What you are asked to do:
Report how many lines in the records below contain the string "could". Give only the number.

==== Records for this task

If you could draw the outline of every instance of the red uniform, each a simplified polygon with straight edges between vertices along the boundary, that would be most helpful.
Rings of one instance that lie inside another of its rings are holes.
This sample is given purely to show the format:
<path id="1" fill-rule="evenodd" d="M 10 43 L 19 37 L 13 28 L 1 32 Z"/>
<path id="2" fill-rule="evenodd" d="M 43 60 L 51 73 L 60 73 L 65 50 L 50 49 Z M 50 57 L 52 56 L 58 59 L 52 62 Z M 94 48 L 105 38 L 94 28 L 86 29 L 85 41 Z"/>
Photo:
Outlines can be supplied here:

========
==== Records for this task

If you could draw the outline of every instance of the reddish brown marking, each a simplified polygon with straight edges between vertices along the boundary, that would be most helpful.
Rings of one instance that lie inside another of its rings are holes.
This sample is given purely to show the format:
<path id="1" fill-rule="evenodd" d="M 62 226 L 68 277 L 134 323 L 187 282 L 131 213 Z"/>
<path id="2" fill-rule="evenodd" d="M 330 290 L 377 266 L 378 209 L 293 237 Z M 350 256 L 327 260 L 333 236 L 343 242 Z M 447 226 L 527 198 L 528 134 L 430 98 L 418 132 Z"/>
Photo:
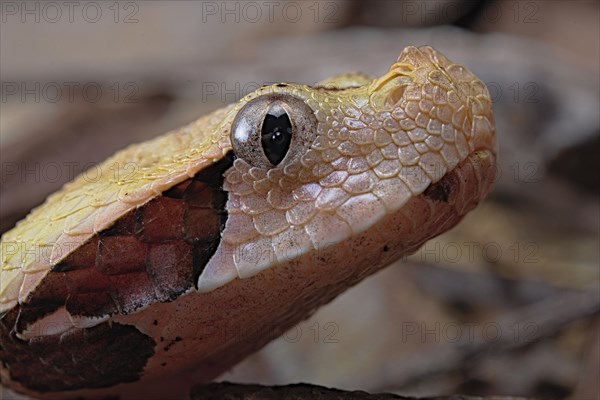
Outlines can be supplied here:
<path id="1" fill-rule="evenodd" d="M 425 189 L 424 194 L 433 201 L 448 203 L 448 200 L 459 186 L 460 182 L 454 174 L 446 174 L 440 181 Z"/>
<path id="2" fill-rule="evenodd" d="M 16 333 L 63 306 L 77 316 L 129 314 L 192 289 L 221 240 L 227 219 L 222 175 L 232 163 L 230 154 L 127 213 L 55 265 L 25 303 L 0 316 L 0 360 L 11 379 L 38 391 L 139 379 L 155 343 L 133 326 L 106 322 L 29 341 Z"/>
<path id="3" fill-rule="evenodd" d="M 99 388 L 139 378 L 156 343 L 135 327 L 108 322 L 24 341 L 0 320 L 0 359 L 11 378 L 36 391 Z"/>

========
==== Records for this task

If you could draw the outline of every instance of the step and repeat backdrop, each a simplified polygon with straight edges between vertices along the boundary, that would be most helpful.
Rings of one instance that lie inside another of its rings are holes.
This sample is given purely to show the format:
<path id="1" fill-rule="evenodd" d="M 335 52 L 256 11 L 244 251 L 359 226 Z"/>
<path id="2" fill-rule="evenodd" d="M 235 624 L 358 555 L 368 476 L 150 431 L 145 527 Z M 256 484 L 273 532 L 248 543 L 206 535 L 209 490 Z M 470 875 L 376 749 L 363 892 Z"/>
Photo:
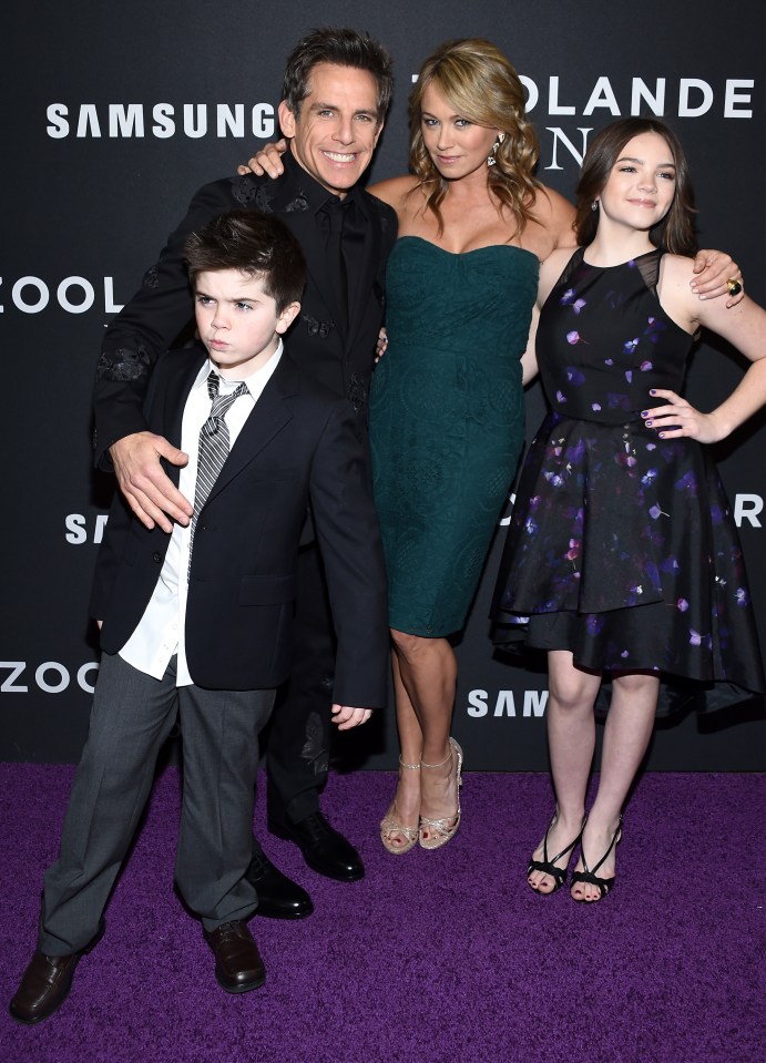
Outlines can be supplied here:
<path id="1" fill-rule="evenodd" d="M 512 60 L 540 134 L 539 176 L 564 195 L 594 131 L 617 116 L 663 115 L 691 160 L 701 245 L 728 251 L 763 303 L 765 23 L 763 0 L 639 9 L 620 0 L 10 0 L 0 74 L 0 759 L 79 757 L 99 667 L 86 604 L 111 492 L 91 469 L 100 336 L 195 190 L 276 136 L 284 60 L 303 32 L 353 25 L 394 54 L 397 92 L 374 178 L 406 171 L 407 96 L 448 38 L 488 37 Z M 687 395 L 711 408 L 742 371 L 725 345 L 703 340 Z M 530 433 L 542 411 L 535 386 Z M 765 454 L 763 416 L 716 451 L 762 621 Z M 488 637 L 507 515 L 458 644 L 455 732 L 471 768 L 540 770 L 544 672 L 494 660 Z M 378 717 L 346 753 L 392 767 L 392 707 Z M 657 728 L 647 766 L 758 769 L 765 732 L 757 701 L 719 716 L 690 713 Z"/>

========

Solved problem:
3